EXCERPT
Lyin George Was Not Lyin

https://wpyr.com/excursions/product/summit-excursion/

In Skagway, Alaska we were scheduled to take a railroad tour of the White Pass – Klondike Summit.  However, our train tour was cancelled because some rocks had fallen onto a portion of the tracks that ran over a trestle which had to be inspected and certified as safe before the train tour could re-start.  

In lieu of that trip, we booked a van tour which drove along the road that led up to the summit and into Canada.  As it turned out, I am kind of glad things worked out the way they did because our tour guide on the trip was excellent in telling stories and describing how the Gold Rush went down back then.

One of his stories involved a bartender named C. J. Barry.  He described C.J. as a “failed fruit farmer from Fresno, California.”  That phrase stuck in my mind and I made a mental note to learn more about C.J. and how he became one of the ring leaders of the Klondike Gold Rush.

RECORDS PROVIDED
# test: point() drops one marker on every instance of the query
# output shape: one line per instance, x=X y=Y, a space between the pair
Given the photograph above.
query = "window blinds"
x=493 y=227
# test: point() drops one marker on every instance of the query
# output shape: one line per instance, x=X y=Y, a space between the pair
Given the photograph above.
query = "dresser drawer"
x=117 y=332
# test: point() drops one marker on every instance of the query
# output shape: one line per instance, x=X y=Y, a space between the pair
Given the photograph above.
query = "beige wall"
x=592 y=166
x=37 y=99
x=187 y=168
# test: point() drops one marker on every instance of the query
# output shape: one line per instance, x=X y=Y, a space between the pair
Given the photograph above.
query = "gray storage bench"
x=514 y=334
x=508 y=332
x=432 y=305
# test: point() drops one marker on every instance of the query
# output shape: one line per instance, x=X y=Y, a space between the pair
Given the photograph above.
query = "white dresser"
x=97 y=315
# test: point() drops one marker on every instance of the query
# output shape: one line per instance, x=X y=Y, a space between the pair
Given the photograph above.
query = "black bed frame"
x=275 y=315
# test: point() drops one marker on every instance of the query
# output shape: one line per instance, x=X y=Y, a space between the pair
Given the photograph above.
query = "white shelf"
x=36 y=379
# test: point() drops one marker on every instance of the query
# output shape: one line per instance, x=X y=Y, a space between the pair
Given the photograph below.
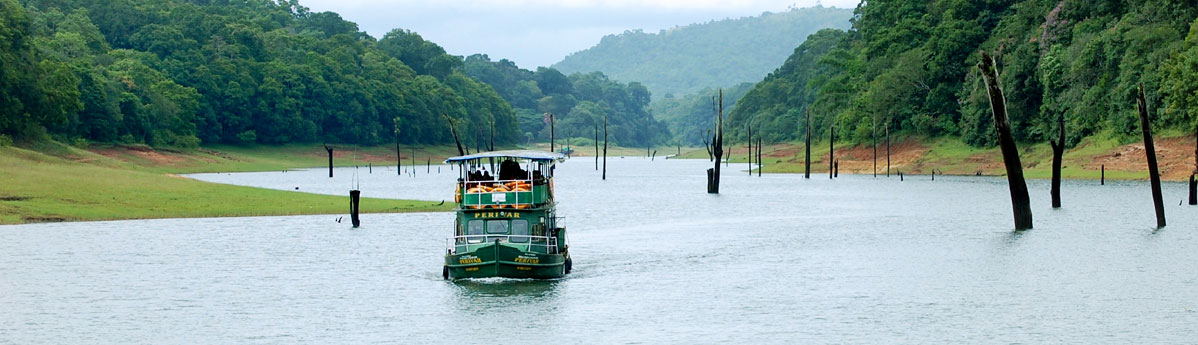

WRITTEN TASK 1
Restate the Skagway travel story starting at "Lyin George Was" and ending at "down back then.", swapping "van" for "bus".
WRITTEN TASK 2
Convert the entries, starting at their first line and ending at the line that contains "x=117 y=332", into a Markdown table with the columns Row and Line. Give one numbered row per line and skip blank lines.

FULL RESPONSE 1
Lyin George Was Not Lyin

https://wpyr.com/excursions/product/summit-excursion/

In Skagway, Alaska we were scheduled to take a railroad tour of the White Pass – Klondike Summit.  However, our train tour was cancelled because some rocks had fallen onto a portion of the tracks that ran over a trestle which had to be inspected and certified as safe before the train tour could re-start.  

In lieu of that trip, we booked a bus tour which drove along the road that led up to the summit and into Canada.  As it turned out, I am kind of glad things worked out the way they did because our tour guide on the trip was excellent in telling stories and describing how the Gold Rush went down back then.

FULL RESPONSE 2
| Row | Line |
|---|---|
| 1 | # test: point() drops one marker on every instance of the query |
| 2 | # output shape: one line per instance, x=X y=Y, a space between the pair |
| 3 | Given the photograph above. |
| 4 | query = "window blinds" |
| 5 | x=493 y=227 |
| 6 | # test: point() drops one marker on every instance of the query |
| 7 | # output shape: one line per instance, x=X y=Y, a space between the pair |
| 8 | Given the photograph above. |
| 9 | query = "dresser drawer" |
| 10 | x=117 y=332 |